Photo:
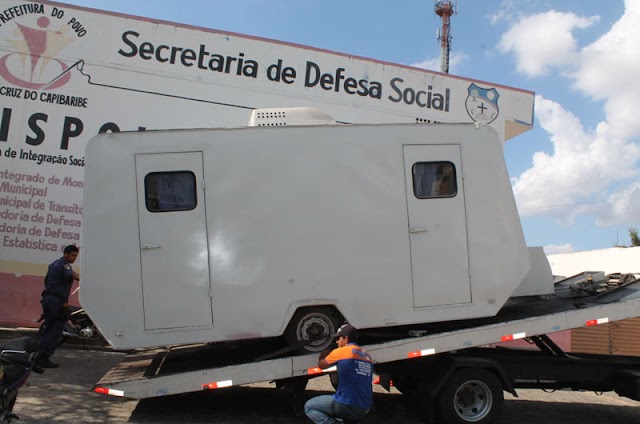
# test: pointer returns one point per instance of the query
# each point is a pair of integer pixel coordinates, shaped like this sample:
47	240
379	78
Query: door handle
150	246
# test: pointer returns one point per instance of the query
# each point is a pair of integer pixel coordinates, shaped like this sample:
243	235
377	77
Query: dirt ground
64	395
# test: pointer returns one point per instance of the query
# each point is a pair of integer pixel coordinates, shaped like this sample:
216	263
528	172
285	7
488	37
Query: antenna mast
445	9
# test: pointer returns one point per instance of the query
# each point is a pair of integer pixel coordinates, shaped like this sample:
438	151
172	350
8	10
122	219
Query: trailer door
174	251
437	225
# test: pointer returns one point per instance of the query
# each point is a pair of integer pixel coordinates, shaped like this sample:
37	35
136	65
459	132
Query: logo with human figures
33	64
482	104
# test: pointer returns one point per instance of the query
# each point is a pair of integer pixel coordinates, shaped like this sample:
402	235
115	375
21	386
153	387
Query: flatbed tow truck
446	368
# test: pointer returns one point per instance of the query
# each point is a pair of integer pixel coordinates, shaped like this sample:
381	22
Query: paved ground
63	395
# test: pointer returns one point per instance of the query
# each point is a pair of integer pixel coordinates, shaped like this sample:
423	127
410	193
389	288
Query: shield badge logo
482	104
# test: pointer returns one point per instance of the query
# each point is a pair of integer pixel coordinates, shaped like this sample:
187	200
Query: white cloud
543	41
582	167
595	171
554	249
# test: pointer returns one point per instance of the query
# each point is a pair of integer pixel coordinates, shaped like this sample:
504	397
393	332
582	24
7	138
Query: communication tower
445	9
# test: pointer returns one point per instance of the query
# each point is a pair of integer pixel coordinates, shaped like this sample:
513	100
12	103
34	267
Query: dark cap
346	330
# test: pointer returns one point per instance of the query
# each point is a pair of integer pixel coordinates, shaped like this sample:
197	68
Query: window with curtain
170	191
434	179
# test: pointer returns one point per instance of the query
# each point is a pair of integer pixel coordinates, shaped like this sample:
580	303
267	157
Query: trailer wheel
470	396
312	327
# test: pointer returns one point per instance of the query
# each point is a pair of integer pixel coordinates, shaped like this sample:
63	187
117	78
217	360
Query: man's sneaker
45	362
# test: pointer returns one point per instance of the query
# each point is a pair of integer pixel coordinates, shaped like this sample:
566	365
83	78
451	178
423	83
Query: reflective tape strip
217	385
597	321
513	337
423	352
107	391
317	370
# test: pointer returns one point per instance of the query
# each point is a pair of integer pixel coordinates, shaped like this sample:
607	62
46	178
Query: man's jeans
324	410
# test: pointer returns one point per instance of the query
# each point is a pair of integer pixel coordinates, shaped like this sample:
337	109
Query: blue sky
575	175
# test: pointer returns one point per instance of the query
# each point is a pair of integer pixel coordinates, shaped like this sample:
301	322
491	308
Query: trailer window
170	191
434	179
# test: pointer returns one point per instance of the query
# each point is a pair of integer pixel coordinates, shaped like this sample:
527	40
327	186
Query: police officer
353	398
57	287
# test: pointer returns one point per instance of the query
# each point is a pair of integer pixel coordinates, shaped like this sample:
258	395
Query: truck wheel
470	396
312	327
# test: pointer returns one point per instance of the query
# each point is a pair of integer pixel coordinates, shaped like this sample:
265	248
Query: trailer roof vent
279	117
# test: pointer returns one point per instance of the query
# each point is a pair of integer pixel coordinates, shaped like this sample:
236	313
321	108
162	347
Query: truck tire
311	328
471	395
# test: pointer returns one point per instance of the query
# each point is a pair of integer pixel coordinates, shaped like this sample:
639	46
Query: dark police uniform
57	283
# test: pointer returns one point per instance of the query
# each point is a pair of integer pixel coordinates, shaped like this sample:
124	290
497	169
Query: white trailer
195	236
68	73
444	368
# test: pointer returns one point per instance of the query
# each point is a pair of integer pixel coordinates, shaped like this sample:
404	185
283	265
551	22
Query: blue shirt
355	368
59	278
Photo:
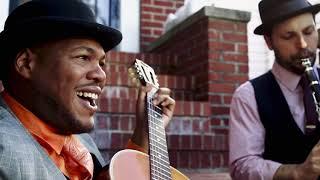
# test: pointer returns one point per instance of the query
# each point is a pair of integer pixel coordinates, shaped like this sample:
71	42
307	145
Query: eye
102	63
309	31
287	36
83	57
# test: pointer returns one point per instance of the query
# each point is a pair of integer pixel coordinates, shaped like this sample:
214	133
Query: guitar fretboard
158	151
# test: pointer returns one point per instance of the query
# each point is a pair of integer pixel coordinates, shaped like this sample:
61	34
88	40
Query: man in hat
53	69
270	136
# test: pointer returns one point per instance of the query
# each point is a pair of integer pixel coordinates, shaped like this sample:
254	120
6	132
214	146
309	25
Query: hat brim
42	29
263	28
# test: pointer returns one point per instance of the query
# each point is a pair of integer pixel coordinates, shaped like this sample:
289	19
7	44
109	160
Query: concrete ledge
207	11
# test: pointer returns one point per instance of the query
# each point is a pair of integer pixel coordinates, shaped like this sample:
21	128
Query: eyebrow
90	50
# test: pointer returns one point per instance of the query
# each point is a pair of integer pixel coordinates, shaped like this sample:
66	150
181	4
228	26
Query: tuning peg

================

### Work to do:
In your copy of the records, include no pictures; repeat everything else exactly.

### Finished task:
Photo:
# test: pointer returns one point per instance of the query
# each point is a pair of integer pixel coordinates, shaped like this sample:
47	240
379	78
Query: door handle
150	246
# test: pointer returns one point per instance of the query
# each point is a pair of integer pixel coordinates, shaped like this sample:
243	235
377	77
Query: dirt ground
64	395
# test: pointer returns one point per instance of the query
# each point is a pair of integer pixel coordinates, shaped like this sample:
216	263
528	172
285	7
488	37
Query: antenna mast
445	9
# test: pointer returns one point per instance of the query
# each point is a pair of integer pixel coordinates, shaped like this sample:
438	151
172	350
8	10
122	219
Query: trailer door
174	251
437	225
# test: pointer returns one point per instance of the query
# each point is a pair of integer pixel coordinates, shaped like this sample:
37	35
136	65
459	132
Query: logo with human figures
33	64
482	104
# test: pointer returns one point per instance of the query
# each point is a pair of integer pixel coordinates, shaped like this sample:
402	235
115	375
21	386
153	387
Query: flatbed tow truck
446	368
# test: pointer returns one point per instance of the query
# each point is a pair of integer pixel coordinates, shaped like this sample:
381	22
Query: paved ground
63	395
# test: pointer returns one point per instance of the query
# each point is a pair of integer pixel coordinates, shaped like this sample:
423	127
410	193
389	288
Query: shield badge logo
482	104
# test: pointer returns one point per instance of the query
# each point is a pair of integer pixel coordinates, shaped like this sample:
187	200
Query: white cloud
543	41
582	167
595	171
554	249
# test: pointer returns one point per instance of the query
# each point is a pair of integer pixel coordinates, shaped like this sample:
504	397
393	332
582	24
7	138
Query: communication tower
445	9
# test: pointer returns one point per instance of the query
# each point is a pair of integer pixel coordinates, shaped like this sample:
513	100
12	103
34	267
Query: dark cap
346	330
# test: pointer returns one point per instance of the query
# each point is a pair of integer pixel coordinates, shaped like this sample:
197	68
Query: window with curtain
170	191
434	179
# test: pointer returns one point per instance of the query
# each point is a pair of integer pixel coordinates, shaped like this sample:
580	303
267	157
Query: trailer wheel
470	396
312	327
# test: pointer returns one point per instance of the query
# each point is a pair of integer pixel coordinates, shaped like this sample:
63	187
117	78
217	360
Query: man's sneaker
45	362
# test: pointer returns one point per instance of the query
# each point is a pair of integer pixel coordinates, shaped like this sample:
566	365
83	78
451	178
423	83
Query: reflective tape strip
217	385
597	321
513	337
423	352
107	391
317	370
# test: pointer returns one point per instance of the query
# each point is a pair of integer pixel coordinates, shaped like this sample:
607	62
46	178
Query: man's jeans
324	410
# test: pointer returns one point per instance of the query
# each point is a pair of integer pixel coordinates, shaped like this sample:
337	109
Query: blue sky
575	175
# test: pointer returns one point per instance of the query
# each point is a pair of integer pixel coordinates, shaped like this sample:
301	322
491	308
Query: trailer window
170	191
434	179
# test: pointer returns one point per instance of the query
# each point is a pair of integer pixel coordinates, shaped like this sample:
527	40
327	186
Query: police officer
353	398
57	287
# test: pointer returns one point per instance of the query
# each point is a pair of integer pixel coordinates, shaped like this sample:
258	395
Query: truck wheel
470	396
312	327
# test: pointer returns one point per instance of the query
# each point is a pair of integer pixel coordinates, shaped like this sample:
265	248
Query: trailer roof vent
279	117
# test: pointer returns one point per instance of the query
# each point is a pair of integer pixel coordinates, shaped like this sample:
236	313
321	108
162	347
Query: truck tire
311	328
471	395
# test: pointer returns one point per instance of the query
# each point is a pair of integer pixel coordinates, shaped like this sample:
639	46
Query: dark police uniform
57	283
# test: pointer returns one point per instance of the query
# each point is a pair of integer pixel coordinates, shaped like this sample:
124	290
497	169
Query: white trailer
195	236
68	73
444	368
# test: pointer returns one point per instance of the query
# each point is a pair of integer pixel coordinates, shaped like this sample:
404	185
283	265
551	22
Query: blue shirt
355	368
59	278
Photo:
# test: pointer returns one point per instance of the query
# each point is a pair of integer pixel coordinates, shaped like this sample:
71	42
307	145
Query: eye
102	63
309	31
287	36
83	57
# test: pointer returns one point per instance of the query
# each point is a pair of integer pixel coordinates, shaped like this sample:
214	133
Query: guitar fretboard
158	151
# test: pointer returns one point per instance of the query
# each point is a pair of integer pixel coordinates, shaped like this sample:
61	34
88	40
Query: man in hat
53	69
270	136
# test: pointer returns one point per instance of the query
# each point is a pair of integer pixel coordinates, shaped like this sample:
254	120
6	132
214	146
309	25
Query: hat brim
42	29
263	28
# test: pointer returns one point per instance of the query
# each point is a pair of integer pixel coordinates, shaped like this sample:
289	19
7	44
109	160
Query: concrete ledge
207	11
# test: pointer returns one point per instance of the query
# each point is a pair of integer pixel coordinates, shaped like this sample:
21	128
Query: eyebrow
90	50
# test: pointer returns one point per instance of the query
# each point is a pair of integer pixel coordinates, shaped like this sample:
66	150
181	4
228	26
Query: tuning peg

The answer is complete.